## About this exercise
Your output should be the line with "Target: wooden swing frame" plus all following lines to the end of the records, exactly as written and nothing more.

## Stored data

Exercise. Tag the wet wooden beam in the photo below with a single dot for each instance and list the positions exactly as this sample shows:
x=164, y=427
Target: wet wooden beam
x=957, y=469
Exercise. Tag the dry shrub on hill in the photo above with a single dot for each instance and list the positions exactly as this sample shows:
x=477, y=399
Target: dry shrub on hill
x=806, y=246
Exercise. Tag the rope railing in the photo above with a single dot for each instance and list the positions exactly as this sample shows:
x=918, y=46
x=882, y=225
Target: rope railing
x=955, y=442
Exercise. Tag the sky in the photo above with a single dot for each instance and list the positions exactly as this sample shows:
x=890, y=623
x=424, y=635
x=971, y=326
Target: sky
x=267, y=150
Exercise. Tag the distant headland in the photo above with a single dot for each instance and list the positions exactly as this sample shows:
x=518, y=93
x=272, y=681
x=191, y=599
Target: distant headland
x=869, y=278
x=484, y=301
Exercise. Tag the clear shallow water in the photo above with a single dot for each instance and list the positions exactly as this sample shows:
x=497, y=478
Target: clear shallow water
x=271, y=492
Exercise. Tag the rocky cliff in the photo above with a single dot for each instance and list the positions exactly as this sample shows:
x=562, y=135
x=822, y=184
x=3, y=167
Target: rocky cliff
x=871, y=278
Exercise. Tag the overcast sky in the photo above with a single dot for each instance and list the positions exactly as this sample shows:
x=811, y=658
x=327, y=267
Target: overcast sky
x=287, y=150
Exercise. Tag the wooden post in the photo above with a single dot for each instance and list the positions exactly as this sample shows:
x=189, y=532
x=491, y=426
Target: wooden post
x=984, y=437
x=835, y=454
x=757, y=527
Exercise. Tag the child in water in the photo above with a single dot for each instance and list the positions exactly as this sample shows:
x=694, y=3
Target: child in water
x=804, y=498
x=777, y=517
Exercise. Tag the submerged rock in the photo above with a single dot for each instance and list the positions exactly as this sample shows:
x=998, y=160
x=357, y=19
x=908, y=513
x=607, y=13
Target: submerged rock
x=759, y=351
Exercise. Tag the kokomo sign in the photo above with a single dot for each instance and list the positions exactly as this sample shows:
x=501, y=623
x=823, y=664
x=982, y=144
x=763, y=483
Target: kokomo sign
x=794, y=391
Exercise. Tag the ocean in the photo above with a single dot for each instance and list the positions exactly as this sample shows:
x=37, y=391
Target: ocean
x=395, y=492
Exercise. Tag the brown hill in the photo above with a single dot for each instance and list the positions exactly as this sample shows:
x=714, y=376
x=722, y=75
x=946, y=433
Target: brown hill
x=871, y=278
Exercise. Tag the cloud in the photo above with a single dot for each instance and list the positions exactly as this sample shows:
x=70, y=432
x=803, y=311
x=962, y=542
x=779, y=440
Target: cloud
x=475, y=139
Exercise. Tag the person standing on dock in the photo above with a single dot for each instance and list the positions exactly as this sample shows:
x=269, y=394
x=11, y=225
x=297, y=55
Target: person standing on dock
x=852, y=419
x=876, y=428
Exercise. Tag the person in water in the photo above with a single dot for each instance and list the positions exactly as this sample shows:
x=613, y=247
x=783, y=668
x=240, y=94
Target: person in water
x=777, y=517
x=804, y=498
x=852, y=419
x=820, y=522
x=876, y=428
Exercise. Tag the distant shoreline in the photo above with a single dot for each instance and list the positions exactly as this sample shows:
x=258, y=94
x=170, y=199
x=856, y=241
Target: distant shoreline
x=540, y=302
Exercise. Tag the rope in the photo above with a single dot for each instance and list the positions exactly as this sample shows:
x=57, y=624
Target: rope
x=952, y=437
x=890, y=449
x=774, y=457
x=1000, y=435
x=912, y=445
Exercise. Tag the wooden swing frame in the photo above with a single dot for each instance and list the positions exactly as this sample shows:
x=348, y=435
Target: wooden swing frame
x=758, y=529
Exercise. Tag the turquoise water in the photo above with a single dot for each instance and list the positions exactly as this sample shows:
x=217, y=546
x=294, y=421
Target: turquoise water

## Reply to the task
Target: wooden swing frame
x=758, y=529
Exercise. Tag the turquoise water in the photo above with a single dot for each instance and list the positions exactly as this sample shows:
x=217, y=546
x=294, y=421
Target: turquoise water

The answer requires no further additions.